→ **Trecho de origem**:
········

O Padre Vieira (Lisboa, 1.608 – Salvador, 1.697) iniciou o seu mais conhecido sermão invocando palavras sagradas para reclamar da política de Lisboa. Vieira queria manter-se na Europa, no serviço diplomático de Portugal e estava sendo deslocado para o Brasil. Quem poderia entender, naquele tempo, os seus inesquecíveis Sermões em Salvador?   As palavras primeiras do sermão são em latim: “ecce exiit qui seminat seminare”, ou seja, “eis que saiu o semeador a semear”. 

Vieira alargava o texto para diplomaticamente atacar a política lisboeta. Há uns semeadores que saem a semear (no caso ele mesmo) e há outros que semeiam sem sair (aqueles outros que permaneceriam na corte do rei de Portugal).

········

→ **Material fornecido**:
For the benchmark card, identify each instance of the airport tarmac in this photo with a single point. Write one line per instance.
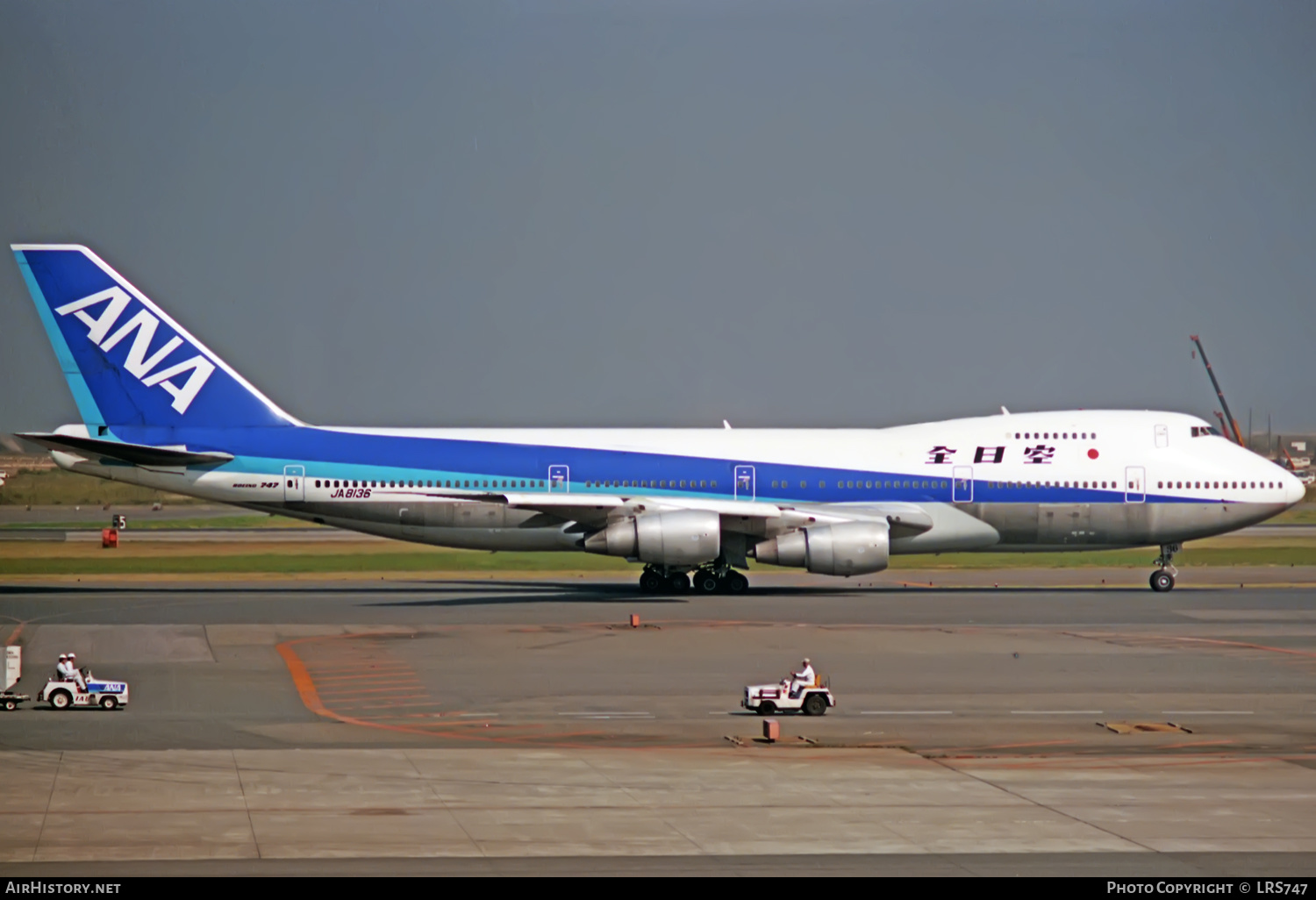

········

→ **O que fazer**:
A. No trecho sobre o Padre Vieira, como se traduzem as primeiras palavras do sermão, escritas em latim?
B. Reproduza, sem nenhuma alteração, tudo o que vai desde "Vieira alargava o texto para diplomaticamente" até "rei de Portugal)." no trecho sobre o Padre Vieira.
C. Diga se cada afirmação concorda com o trecho sobre o Padre Vieira, respondendo sim ou não e citando as palavras do trecho que decidem a questão.
(i) Vieira desejava permanecer na Europa.
(ii) O sermão começa com palavras em português.
(iii) Os que semeiam sem sair seriam os que ficavam na corte do rei de Portugal.
O material não será usado.

→ **Respostas**:
A. Eis que saiu o semeador a semear.

B.
Vieira alargava o texto para diplomaticamente atacar a política lisboeta. Há uns semeadores que saem a semear (no caso ele mesmo) e há outros que semeiam sem sair (aqueles outros que permaneceriam na corte do rei de Portugal).

C.
(i) Sim: "Vieira queria manter-se na Europa"
(ii) Não: "As palavras primeiras do sermão são em latim"
(iii) Sim: "aqueles outros que permaneceriam na corte do rei de Portugal"